● Problem to work on
Copy the records below, swapping every "top-left corner" for "upper-left corner" and changing nothing else.
____________________
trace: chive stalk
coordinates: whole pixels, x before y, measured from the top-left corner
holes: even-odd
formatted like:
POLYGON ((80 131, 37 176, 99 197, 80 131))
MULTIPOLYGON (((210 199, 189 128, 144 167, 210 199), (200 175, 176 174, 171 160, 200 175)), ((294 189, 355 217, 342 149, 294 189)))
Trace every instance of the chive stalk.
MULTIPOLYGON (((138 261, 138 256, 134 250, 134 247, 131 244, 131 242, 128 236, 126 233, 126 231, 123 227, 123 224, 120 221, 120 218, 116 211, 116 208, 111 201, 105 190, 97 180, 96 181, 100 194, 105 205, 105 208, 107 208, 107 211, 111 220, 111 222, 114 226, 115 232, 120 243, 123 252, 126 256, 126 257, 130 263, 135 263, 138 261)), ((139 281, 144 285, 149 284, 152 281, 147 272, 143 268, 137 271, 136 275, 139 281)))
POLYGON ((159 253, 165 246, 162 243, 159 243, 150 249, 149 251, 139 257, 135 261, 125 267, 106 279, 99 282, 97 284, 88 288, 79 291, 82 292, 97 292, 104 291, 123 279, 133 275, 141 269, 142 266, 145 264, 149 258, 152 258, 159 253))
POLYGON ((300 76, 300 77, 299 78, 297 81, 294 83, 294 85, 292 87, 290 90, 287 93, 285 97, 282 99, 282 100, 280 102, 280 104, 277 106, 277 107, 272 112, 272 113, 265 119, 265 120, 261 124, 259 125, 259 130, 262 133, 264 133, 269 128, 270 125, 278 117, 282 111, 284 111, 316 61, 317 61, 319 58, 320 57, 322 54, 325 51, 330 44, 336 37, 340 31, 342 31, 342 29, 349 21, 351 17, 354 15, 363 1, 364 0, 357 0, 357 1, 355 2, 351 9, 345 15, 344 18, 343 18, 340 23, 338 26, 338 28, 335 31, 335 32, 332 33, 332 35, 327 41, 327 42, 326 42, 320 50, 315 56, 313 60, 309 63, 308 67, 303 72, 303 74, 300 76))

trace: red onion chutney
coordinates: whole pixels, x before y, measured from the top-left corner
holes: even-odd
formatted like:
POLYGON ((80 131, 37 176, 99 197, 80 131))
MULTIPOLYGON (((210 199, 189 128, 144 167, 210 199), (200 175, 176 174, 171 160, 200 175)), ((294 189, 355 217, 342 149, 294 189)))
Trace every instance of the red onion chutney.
____________________
● Solved exercise
trace: chive stalk
coordinates: whole pixels, x before y, measured from the upper-left corner
holes: even-odd
formatted like:
POLYGON ((80 131, 37 176, 99 197, 80 131))
MULTIPOLYGON (((210 199, 189 128, 144 167, 210 199), (200 175, 176 174, 171 160, 200 175)), ((294 189, 355 217, 342 149, 294 189)))
Trace every instance of the chive stalk.
MULTIPOLYGON (((138 261, 138 256, 134 250, 134 247, 131 244, 131 242, 128 236, 126 233, 126 231, 123 227, 123 224, 120 221, 120 218, 116 211, 116 208, 111 201, 105 190, 97 180, 96 181, 100 194, 105 205, 105 208, 107 208, 107 211, 111 220, 111 222, 114 226, 115 232, 120 243, 123 252, 126 256, 126 257, 130 263, 135 263, 138 261)), ((139 281, 144 285, 149 284, 152 281, 147 272, 143 268, 137 271, 136 275, 139 281)))
POLYGON ((159 253, 165 246, 162 243, 159 243, 150 249, 149 251, 139 257, 135 261, 125 267, 106 279, 99 282, 97 284, 88 288, 79 291, 82 292, 97 292, 104 291, 123 279, 133 275, 141 269, 142 266, 145 264, 149 258, 152 258, 159 253))
POLYGON ((300 76, 300 77, 299 78, 297 81, 294 83, 294 85, 292 87, 290 90, 287 93, 285 97, 282 99, 282 100, 280 102, 280 104, 277 106, 277 107, 272 112, 272 113, 265 119, 265 120, 261 124, 259 125, 259 130, 262 133, 264 133, 269 128, 270 125, 278 117, 282 111, 284 111, 316 61, 317 61, 319 58, 320 57, 322 54, 325 51, 330 44, 336 37, 340 31, 342 31, 342 29, 349 21, 351 17, 354 15, 363 1, 364 0, 357 0, 357 1, 355 2, 351 9, 345 15, 344 18, 343 18, 340 23, 338 26, 338 28, 335 31, 335 32, 332 33, 332 35, 327 41, 327 42, 326 42, 320 50, 315 56, 313 60, 309 63, 308 67, 303 72, 303 74, 300 76))

trace: red onion chutney
coordinates: whole pixels, x before y, measured from the upper-left corner
holes: even-odd
formatted like:
POLYGON ((80 131, 37 176, 99 197, 80 131))
MULTIPOLYGON (((210 199, 189 128, 144 167, 210 199), (200 175, 176 174, 171 160, 200 175)), ((294 189, 355 217, 342 149, 294 189)))
Trace every instance of the red onion chutney.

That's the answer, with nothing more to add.